» Work task
With the line containing "Target: yellow leaf" as the starting point, output every line of the data below through its final line, character for character.

Point-per-instance localization data
>>

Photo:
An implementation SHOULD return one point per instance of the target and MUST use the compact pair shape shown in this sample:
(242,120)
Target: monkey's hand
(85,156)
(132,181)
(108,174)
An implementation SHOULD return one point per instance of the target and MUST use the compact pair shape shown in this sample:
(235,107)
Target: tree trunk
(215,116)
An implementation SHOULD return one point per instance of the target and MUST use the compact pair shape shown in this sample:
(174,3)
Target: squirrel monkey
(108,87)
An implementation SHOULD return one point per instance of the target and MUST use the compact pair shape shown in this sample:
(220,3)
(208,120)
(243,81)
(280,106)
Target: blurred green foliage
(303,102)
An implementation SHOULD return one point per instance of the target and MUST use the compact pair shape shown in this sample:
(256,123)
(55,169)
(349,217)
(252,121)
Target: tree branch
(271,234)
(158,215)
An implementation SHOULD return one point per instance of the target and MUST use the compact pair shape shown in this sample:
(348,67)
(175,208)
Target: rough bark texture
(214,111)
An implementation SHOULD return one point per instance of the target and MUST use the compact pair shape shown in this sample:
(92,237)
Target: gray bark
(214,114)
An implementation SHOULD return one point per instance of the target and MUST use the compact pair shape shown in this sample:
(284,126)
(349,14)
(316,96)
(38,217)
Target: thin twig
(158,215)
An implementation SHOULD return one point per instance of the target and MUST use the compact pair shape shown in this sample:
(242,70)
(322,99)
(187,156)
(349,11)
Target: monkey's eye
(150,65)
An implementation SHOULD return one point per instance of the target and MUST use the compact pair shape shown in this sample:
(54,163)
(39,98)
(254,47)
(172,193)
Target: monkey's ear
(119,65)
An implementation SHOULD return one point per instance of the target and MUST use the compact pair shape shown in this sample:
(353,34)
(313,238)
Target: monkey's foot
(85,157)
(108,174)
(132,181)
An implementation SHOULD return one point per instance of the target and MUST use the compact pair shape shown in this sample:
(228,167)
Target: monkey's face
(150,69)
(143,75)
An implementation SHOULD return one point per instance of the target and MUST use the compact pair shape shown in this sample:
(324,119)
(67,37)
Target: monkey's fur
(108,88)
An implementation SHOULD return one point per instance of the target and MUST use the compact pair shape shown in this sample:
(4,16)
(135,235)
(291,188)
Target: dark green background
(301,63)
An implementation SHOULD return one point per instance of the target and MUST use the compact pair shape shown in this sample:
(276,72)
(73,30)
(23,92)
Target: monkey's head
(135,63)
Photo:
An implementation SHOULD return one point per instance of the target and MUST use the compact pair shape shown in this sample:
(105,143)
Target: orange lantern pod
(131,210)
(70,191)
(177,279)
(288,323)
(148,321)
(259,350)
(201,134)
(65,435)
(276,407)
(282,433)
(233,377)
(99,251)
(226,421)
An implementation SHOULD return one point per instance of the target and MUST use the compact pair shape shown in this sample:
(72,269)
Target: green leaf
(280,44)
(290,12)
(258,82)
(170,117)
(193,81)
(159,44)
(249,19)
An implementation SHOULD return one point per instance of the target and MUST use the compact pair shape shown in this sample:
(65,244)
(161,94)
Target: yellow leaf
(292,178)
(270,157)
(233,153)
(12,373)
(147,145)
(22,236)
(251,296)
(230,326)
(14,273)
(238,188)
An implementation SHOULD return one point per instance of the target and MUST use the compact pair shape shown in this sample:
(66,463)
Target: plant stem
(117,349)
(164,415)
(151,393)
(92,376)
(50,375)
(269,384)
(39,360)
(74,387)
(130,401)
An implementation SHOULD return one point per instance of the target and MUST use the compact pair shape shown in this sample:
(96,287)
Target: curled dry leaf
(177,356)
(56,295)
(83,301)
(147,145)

<<

» Response area
Target: yellow leaf
(292,178)
(270,157)
(233,153)
(12,373)
(147,145)
(22,236)
(251,296)
(230,326)
(14,273)
(238,188)
An implementation SHOULD return one point per instance of the target and MUST use the compact pair shape shown in this sample:
(66,463)
Target: plant stem
(117,349)
(164,415)
(151,393)
(92,376)
(50,375)
(269,384)
(39,360)
(74,387)
(130,401)
An implementation SHOULD return one point per instance of the target and MUST use the compact pair shape shown in this sample:
(96,287)
Target: curled dry leaf
(177,356)
(56,295)
(83,301)
(147,145)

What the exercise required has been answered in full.